▸ **Source passage**
-- begin --
Item 2.  Acquisition or Disposition of Assets.
 
By Form 8-K dated September 19, 2007 filed with the Commission on September 19, 2007 Champion Industries, Inc.  (“Champion”), a West Virginia corporation, reported that effective September 14, 2007 it had completed the acquisition of the assets of the Herald-Dispatch daily newspaper published in Huntington, West Virginia for a purchase price of $77 million, subject to a post closing adjustment as set forth in the asset purchase agreement described in the 8-K, attached thereto and incorporated therein. In its Form 8-K, Champion stated that with respect to the information required by Items 9.01 (a) (4) and 9.01 (b) (2) of Form 8-K, such information would be filed as an amendment to Form 8-K to the extent required. Champion files this Amendment to Current Report on Form 8-K/A to amend and supplement its earlier report on Form 8-K by providing the financial statements of the acquired business and required pro forma financial information, as follows.
 
 
Item 9.01    Financial Statements and Exhibits
 
 
(a)
-- end --
[Dataset records on where objects are located]
-- begin --
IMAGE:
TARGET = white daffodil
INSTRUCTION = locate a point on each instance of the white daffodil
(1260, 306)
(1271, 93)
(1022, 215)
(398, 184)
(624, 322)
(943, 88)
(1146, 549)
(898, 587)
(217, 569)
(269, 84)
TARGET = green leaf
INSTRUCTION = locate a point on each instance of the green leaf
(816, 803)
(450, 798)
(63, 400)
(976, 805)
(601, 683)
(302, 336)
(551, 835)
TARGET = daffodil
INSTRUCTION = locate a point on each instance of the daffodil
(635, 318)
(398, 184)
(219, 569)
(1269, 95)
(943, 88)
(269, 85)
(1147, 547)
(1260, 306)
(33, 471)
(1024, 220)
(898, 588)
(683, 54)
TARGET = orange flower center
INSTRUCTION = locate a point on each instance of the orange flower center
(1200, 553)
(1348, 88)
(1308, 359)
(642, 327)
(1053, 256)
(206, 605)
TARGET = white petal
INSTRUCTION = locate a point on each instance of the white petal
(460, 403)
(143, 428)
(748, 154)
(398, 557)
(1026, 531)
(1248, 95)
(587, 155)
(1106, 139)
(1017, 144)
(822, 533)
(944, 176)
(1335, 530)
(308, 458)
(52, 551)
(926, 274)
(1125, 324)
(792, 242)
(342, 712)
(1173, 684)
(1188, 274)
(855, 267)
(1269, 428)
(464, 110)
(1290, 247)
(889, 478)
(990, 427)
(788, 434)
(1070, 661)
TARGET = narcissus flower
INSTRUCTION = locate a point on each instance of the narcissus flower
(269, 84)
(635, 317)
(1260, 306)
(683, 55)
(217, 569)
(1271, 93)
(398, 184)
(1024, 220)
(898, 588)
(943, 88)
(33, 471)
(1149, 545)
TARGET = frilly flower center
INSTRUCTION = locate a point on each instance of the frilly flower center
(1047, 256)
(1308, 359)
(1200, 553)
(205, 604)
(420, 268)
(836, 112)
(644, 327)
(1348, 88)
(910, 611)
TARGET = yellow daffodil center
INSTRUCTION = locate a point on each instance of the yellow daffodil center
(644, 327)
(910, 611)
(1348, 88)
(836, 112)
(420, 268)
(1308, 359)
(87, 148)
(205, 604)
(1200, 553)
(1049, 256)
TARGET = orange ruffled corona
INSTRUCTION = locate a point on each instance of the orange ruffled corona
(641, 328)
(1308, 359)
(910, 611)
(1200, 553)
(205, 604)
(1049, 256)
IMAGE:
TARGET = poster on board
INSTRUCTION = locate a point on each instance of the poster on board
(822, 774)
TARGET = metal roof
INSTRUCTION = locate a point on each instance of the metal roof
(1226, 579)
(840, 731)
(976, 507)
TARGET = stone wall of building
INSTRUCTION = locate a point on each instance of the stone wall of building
-- end --
▸ **Aim 1**
Could you quote the Form 8-K/A excerpt in full, word for word?
▸ **Aim 2**
Will you print the part of the records that opens with the line containing "TARGET = stone wall of building" and runs through the end of the records, reproducing it exactly?
The Form 8-K/A excerpt and the records have no connection to each other.

▸ **Final result 1**
Item 2.  Acquisition or Disposition of Assets.
 
By Form 8-K dated September 19, 2007 filed with the Commission on September 19, 2007 Champion Industries, Inc.  (“Champion”), a West Virginia corporation, reported that effective September 14, 2007 it had completed the acquisition of the assets of the Herald-Dispatch daily newspaper published in Huntington, West Virginia for a purchase price of $77 million, subject to a post closing adjustment as set forth in the asset purchase agreement described in the 8-K, attached thereto and incorporated therein. In its Form 8-K, Champion stated that with respect to the information required by Items 9.01 (a) (4) and 9.01 (b) (2) of Form 8-K, such information would be filed as an amendment to Form 8-K to the extent required. Champion files this Amendment to Current Report on Form 8-K/A to amend and supplement its earlier report on Form 8-K by providing the financial statements of the acquired business and required pro forma financial information, as follows.
 
 
Item 9.01    Financial Statements and Exhibits
 
 
(a)

▸ **Final result 2**
TARGET = stone wall of building
INSTRUCTION = locate a point on each instance of the stone wall of building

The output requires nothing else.